Exercise prompt -
Which lines in the records below contain the word "formatted"? Collect every one of them.

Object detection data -
==================================================

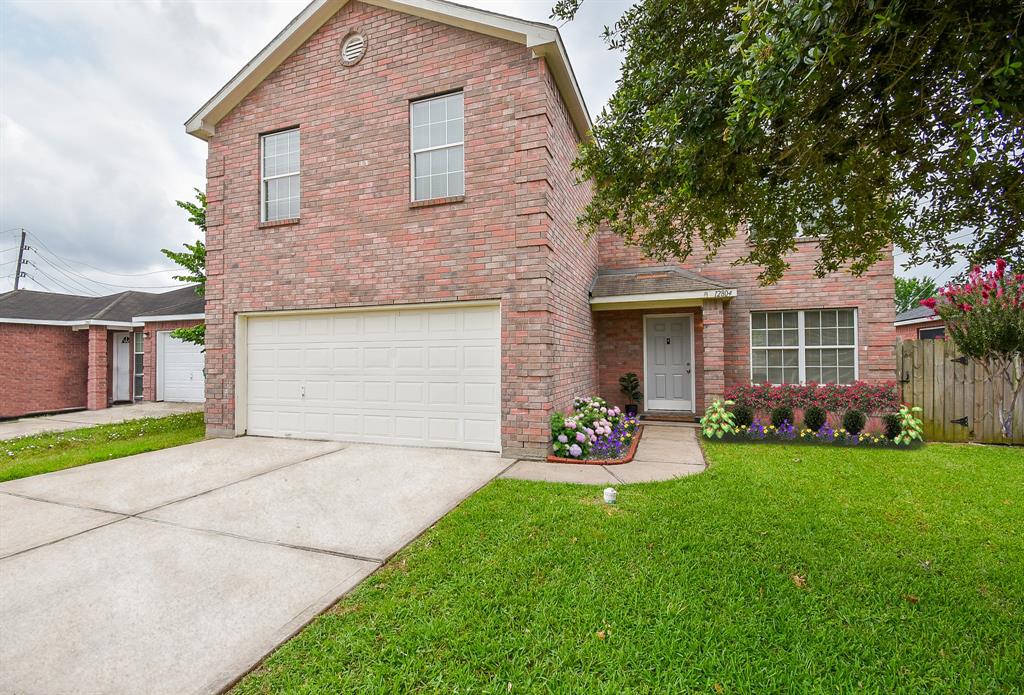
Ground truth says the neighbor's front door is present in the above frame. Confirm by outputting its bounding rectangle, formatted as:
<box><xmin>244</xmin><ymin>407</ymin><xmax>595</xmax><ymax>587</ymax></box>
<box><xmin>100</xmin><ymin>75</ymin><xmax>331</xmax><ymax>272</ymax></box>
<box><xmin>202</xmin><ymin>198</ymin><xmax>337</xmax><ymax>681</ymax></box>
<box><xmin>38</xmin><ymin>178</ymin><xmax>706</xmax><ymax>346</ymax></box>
<box><xmin>111</xmin><ymin>333</ymin><xmax>132</xmax><ymax>400</ymax></box>
<box><xmin>644</xmin><ymin>316</ymin><xmax>693</xmax><ymax>410</ymax></box>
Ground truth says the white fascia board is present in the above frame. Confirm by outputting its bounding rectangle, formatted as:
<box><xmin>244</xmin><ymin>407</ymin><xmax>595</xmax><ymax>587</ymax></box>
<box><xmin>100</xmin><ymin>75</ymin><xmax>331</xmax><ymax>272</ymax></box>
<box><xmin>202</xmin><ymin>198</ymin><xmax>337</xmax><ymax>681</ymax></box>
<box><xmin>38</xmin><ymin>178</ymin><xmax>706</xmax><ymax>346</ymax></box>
<box><xmin>131</xmin><ymin>313</ymin><xmax>206</xmax><ymax>323</ymax></box>
<box><xmin>0</xmin><ymin>316</ymin><xmax>142</xmax><ymax>329</ymax></box>
<box><xmin>185</xmin><ymin>0</ymin><xmax>591</xmax><ymax>140</ymax></box>
<box><xmin>185</xmin><ymin>0</ymin><xmax>347</xmax><ymax>140</ymax></box>
<box><xmin>893</xmin><ymin>314</ymin><xmax>942</xmax><ymax>325</ymax></box>
<box><xmin>590</xmin><ymin>290</ymin><xmax>736</xmax><ymax>306</ymax></box>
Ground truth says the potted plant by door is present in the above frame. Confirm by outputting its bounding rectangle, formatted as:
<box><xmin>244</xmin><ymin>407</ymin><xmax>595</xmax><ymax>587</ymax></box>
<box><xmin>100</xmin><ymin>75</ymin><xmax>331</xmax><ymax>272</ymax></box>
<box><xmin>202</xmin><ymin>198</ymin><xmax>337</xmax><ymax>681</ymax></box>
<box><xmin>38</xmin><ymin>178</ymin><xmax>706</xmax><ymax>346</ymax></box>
<box><xmin>618</xmin><ymin>372</ymin><xmax>643</xmax><ymax>418</ymax></box>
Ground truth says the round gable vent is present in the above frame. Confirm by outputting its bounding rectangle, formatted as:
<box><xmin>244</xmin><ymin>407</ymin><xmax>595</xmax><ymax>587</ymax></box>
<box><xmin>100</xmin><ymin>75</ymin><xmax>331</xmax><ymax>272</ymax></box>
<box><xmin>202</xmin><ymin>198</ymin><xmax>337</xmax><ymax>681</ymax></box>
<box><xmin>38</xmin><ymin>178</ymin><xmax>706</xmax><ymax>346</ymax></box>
<box><xmin>341</xmin><ymin>33</ymin><xmax>367</xmax><ymax>67</ymax></box>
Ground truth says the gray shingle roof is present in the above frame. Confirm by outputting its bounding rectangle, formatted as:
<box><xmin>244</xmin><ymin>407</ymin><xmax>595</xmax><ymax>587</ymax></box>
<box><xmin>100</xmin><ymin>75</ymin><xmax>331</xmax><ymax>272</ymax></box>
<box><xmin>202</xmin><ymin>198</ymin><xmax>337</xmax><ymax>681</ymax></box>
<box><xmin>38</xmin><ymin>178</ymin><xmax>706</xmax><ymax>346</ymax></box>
<box><xmin>590</xmin><ymin>265</ymin><xmax>732</xmax><ymax>297</ymax></box>
<box><xmin>0</xmin><ymin>286</ymin><xmax>204</xmax><ymax>322</ymax></box>
<box><xmin>896</xmin><ymin>306</ymin><xmax>939</xmax><ymax>323</ymax></box>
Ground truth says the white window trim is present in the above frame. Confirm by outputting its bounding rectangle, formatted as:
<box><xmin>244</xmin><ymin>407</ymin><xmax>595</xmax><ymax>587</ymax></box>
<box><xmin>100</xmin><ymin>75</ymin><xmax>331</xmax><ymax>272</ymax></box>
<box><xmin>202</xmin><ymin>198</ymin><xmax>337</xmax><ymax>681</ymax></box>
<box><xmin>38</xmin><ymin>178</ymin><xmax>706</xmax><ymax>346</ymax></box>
<box><xmin>259</xmin><ymin>128</ymin><xmax>302</xmax><ymax>222</ymax></box>
<box><xmin>409</xmin><ymin>89</ymin><xmax>467</xmax><ymax>203</ymax></box>
<box><xmin>746</xmin><ymin>306</ymin><xmax>860</xmax><ymax>386</ymax></box>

==================================================

Exercise output -
Ground truth says the neighbor's front door is present in the above frame. Confirm by outputting its bounding rectangle, formatted as:
Ground truth says the white fascia board is present in the above frame. Confirm by outputting its bounding rectangle, formatted as:
Ground truth says the potted plant by door is present in the above frame. Confirm by outputting its bounding rectangle, formatted as:
Ground truth says the round gable vent is present in the above frame. Confirm by outputting its bounding rectangle, formatted as:
Ground truth says the gray shingle roof is present in the above frame. Confirm by outputting its bounding rectangle, formatted as:
Ground truth says the white window trim is present in the above frame. Confirm by outputting its bounding rectangle, formatted as:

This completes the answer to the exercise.